Voto senza rivali

L'ultima incoronazione di Hun Sen in Cambogia

Massimo Morello

Il premier cambogiano dichiara la vittoria all'elezione di domenica, senza di fatto rivali perché l'unico partito di opposizione è stato silenziato. Ora prepara la successione al figlio, Hun Manet (che non dispiace agli americani), realizzando il suo sogno di creare una dinastia

"Nessuno può battere Hun Sen", aveva assicurato il primo ministro cambogiano Hun Sen, alla vigilia delle elezioni. E il 23 luglio le ha vinte “con una maggioranza schiacciante” com’è stato affermato sin dai primi exit poll. Vittoria ineluttabile, considerando che il Cambodian People's Party (Cpp), il partito di Hun Sen, non aveva reali concorrenti se non 17 partitini pressoché sconosciuti, mentre il maggior partito d’opposizione, il “Candlelight Party” è stato messo fuori gioco per un cavillo legale, tutti i rappresentanti dell’opposizione sono in prigione o in esilio. Alcuni sono spariti. Tra marzo e aprile i membri del Candlelight sono state vittime di aggressioni da parte di uomini mascherati e nella settimana precedente le elezioni, secondo Human Rights Watch, il governo ha intensificato la repressione.

In realtà, quando fece quell’affermazione, Hun Sen, oggi settantenne, era alla vigilia delle elezioni del 2008. Ma avrebbe potuto essere prima di ogni elezione, dal 1985 in poi. Se poi ci si riferisce al suo partito, in questo caso il record di vittorie ininterrotte va fatto risalire al 1979, alle prime elezioni dopo la caduta del regime dei khmer rossi in seguito all’invasione vietnamita della Cambogia. Quell’anno rientra in Cambogia anche Hun Sen. Ha 27 anni e viene nominato ministro degli Esteri. “Era ambizioso, capace, infido e, come dimostrarono gli eventi, estremamente spietato”, scrive Philip Short, il biografo di Pol Pot.
= = = = =
» **CONSEGNA**
Prosegui l'articolo su Hun Sen e sul voto in Cambogia, riprendendo subito dopo l'ultima frase.

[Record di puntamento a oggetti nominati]
= = = = =
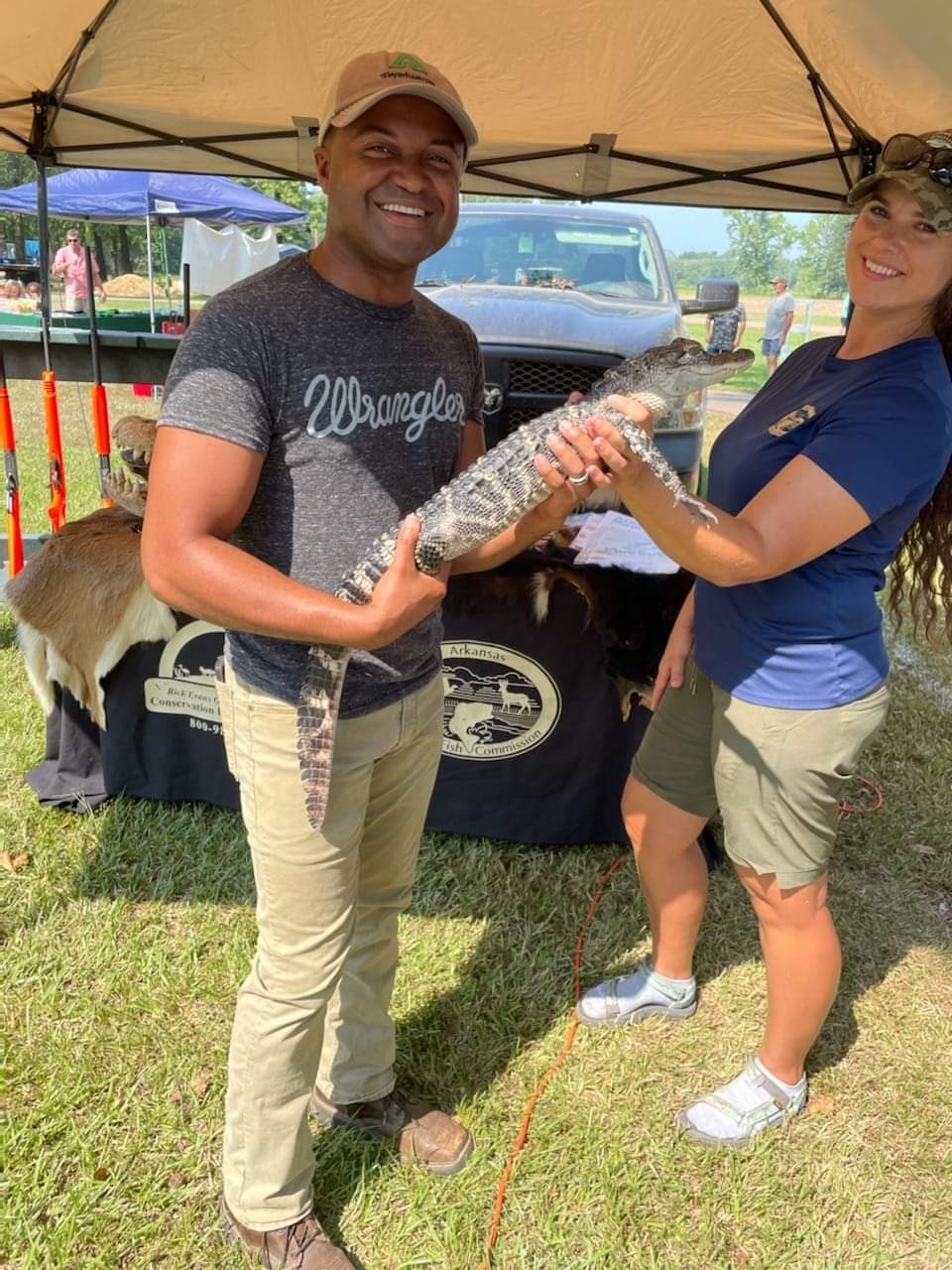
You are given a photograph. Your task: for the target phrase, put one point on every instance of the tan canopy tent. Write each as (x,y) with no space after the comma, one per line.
(724,103)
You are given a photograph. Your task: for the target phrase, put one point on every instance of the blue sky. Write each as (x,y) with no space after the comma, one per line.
(694,229)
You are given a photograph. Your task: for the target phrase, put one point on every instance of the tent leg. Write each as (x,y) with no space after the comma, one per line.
(151,287)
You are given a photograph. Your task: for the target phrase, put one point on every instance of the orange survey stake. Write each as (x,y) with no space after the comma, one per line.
(100,434)
(12,486)
(54,444)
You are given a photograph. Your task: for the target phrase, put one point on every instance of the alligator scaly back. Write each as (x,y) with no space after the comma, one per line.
(486,498)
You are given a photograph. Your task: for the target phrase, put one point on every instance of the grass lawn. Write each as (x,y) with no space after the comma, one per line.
(128,931)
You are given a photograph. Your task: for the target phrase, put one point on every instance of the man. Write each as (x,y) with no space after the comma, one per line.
(779,318)
(70,266)
(725,330)
(307,409)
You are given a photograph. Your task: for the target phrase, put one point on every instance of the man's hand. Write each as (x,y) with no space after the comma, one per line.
(670,668)
(613,462)
(403,597)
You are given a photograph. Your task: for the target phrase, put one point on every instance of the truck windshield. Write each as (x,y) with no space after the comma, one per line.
(594,257)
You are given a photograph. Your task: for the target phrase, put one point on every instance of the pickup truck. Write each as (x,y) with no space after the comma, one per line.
(556,295)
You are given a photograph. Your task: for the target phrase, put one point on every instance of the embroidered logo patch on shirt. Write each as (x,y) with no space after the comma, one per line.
(803,414)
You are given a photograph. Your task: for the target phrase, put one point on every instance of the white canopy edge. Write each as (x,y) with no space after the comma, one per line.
(722,103)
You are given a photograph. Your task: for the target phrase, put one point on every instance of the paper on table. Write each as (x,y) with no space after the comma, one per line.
(619,541)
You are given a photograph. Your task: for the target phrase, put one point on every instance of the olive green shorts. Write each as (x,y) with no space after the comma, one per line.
(775,775)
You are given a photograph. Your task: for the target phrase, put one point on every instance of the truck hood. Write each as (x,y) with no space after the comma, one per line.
(560,318)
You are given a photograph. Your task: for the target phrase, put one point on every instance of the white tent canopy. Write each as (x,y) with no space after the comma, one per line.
(725,103)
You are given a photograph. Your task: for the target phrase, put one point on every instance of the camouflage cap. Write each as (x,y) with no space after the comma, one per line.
(934,198)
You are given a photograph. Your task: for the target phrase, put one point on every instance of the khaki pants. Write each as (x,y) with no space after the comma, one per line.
(315,1005)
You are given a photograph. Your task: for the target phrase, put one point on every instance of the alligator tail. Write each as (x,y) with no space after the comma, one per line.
(316,724)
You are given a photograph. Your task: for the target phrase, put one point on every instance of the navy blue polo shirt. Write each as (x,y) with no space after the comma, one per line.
(881,427)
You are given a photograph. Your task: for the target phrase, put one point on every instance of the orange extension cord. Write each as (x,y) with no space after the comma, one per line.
(844,810)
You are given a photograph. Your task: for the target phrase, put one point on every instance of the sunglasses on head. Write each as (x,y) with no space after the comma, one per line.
(904,150)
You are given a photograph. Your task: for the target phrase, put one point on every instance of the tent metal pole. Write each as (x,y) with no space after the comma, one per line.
(185,293)
(99,405)
(56,508)
(164,245)
(151,291)
(45,282)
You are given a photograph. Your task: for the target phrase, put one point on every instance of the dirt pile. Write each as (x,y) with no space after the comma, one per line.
(134,286)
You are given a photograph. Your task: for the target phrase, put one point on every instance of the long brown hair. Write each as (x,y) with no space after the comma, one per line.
(921,572)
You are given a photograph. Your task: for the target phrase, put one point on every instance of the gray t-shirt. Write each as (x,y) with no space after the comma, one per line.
(777,313)
(357,409)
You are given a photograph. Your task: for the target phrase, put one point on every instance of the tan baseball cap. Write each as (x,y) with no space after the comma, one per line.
(934,198)
(372,76)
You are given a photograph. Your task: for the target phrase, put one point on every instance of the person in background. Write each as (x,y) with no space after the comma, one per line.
(779,318)
(725,330)
(70,266)
(844,313)
(10,296)
(775,674)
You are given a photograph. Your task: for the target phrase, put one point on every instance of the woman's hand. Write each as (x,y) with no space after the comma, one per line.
(670,668)
(576,460)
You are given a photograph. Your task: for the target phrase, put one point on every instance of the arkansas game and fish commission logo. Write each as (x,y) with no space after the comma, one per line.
(185,680)
(497,702)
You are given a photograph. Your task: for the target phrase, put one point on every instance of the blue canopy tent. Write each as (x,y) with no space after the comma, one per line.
(135,197)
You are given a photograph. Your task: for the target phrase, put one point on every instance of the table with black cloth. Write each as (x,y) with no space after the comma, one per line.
(536,748)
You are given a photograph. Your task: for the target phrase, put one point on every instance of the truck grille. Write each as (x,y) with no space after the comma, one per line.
(538,377)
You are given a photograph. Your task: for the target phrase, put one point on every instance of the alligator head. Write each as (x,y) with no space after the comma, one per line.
(134,440)
(674,370)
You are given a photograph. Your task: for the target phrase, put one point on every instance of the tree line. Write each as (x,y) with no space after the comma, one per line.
(765,245)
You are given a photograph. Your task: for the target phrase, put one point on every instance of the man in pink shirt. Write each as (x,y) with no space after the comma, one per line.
(70,266)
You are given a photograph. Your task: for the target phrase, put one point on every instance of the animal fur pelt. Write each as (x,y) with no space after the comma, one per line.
(81,601)
(631,612)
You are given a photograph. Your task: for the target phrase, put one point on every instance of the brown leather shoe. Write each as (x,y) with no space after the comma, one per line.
(426,1137)
(301,1246)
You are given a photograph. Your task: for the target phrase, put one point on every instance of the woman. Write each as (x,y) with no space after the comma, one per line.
(774,675)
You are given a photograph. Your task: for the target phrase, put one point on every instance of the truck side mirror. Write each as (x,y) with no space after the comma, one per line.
(714,295)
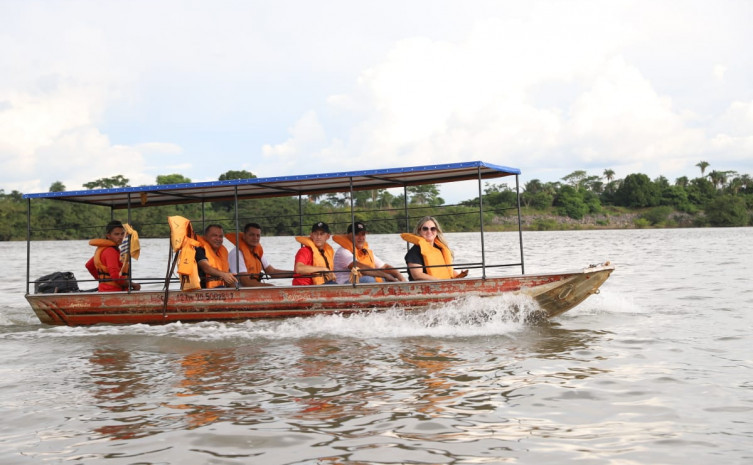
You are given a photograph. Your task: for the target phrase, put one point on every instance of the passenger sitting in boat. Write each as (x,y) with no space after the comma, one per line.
(252,263)
(430,251)
(370,267)
(105,265)
(314,261)
(212,259)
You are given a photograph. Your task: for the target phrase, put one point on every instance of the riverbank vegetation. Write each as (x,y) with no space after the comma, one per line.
(578,201)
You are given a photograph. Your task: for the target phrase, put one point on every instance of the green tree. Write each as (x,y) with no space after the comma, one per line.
(164,179)
(233,174)
(570,203)
(700,192)
(57,186)
(427,194)
(576,178)
(637,190)
(727,210)
(657,215)
(108,183)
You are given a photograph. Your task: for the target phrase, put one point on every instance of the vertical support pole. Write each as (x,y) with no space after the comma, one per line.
(520,226)
(203,225)
(407,219)
(28,244)
(353,226)
(237,231)
(130,263)
(300,214)
(481,223)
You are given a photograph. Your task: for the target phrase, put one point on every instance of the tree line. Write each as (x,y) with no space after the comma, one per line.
(719,198)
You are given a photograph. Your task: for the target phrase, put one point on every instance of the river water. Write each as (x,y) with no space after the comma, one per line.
(656,369)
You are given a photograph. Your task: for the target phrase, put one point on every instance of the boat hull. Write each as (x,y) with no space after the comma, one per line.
(555,294)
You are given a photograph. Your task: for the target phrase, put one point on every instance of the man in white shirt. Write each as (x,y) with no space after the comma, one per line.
(252,263)
(369,265)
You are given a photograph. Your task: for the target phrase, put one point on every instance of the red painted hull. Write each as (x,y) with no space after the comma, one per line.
(555,293)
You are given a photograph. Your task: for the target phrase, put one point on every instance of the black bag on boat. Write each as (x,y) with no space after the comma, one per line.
(59,281)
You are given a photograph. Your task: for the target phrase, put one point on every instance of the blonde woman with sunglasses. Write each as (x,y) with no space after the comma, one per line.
(430,258)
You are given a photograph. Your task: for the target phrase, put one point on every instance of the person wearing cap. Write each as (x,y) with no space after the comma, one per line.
(314,261)
(370,267)
(252,263)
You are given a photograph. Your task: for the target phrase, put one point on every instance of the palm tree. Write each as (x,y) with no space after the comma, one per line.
(717,178)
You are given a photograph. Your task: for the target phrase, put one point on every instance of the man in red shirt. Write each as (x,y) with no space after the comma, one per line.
(105,265)
(315,260)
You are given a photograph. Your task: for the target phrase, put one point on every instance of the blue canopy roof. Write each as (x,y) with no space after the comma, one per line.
(170,194)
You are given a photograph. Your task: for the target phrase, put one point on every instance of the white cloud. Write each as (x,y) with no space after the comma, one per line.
(549,87)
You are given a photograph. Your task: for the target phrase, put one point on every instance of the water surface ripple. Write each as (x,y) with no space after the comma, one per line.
(655,369)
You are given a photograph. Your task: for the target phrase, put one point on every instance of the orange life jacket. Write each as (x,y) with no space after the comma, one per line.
(103,274)
(326,260)
(364,255)
(436,254)
(218,260)
(252,258)
(182,242)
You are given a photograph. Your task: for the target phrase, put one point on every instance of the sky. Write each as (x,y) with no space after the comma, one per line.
(93,89)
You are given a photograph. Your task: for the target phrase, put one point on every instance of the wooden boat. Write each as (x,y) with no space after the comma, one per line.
(554,293)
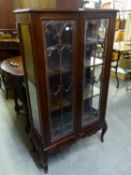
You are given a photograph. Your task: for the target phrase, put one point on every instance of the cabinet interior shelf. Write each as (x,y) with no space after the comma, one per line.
(56,71)
(62,103)
(90,91)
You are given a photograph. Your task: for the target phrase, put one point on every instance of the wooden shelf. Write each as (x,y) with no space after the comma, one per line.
(92,62)
(90,91)
(59,104)
(56,71)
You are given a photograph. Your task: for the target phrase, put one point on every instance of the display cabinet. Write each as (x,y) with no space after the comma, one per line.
(67,57)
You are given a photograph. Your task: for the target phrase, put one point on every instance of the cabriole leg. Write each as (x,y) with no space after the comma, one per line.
(103,131)
(44,161)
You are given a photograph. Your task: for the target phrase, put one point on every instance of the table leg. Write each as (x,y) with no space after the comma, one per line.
(117,68)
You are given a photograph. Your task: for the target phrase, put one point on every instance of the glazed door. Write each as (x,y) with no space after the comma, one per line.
(95,40)
(59,38)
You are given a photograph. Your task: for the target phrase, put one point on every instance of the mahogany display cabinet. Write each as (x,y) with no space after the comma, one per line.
(67,56)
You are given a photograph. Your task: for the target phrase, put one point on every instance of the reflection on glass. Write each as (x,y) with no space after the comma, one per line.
(59,57)
(30,75)
(95,40)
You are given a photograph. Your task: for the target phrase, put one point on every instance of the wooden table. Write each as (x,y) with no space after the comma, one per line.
= = = = =
» **RISPOSTA**
Nato nel 1952, a 18 anni, quando il conflitto vietnamita si sta estendendo a tutta l’area e gli americani invadono la Cambogia per distruggere i santuari vietcong, si schiera con il PCK, il partito comunista cambogiano. Diviene uno di coloro che re Sihanouk avrebbe chiamato khmer rossi. Nel 1975 Hun Sen è vicecomandante di reggimento e partecipa alla battaglia per la conquista di Phnom Penh. Inizia così un incubo che per velocità letale e potenza distruttiva ha un posto unico e speciale tra i peggiori massacri e genocidi dello scorso secolo. Circa tre milioni di persone sono costrette ad abbandonare le città per andare a lavorare nei campi. Decine di migliaia scompaiono nei campi di sterminio. Per i cambogiani quel periodo non ha un nome: ci si riferisce ad esso come “quei 3 anni, 8 mesi, 20 giorni”. Di quel periodo Hun Sen ha vissuti solo due anni. Nell’estate del 1977, infatti, è tra i primi comandanti khmer che si consegnano a vietnamiti. Questi, esasperati dalle incursioni cambogiane, preoccupati per l’influenza cinese sul loro vicino, ormai liberi sul fronte interno, stavano organizzando l’invasione. Per Hun Sen inizia un periodo di formazione politica sotto la guida di Le Duc Tho, uno dei protagonisti principali della liberazione del Vietnam, tra i fondatori del movimento vietminh con Ho Chi Min, artefice degli accordi di Parigi che condussero alla fine della guerra.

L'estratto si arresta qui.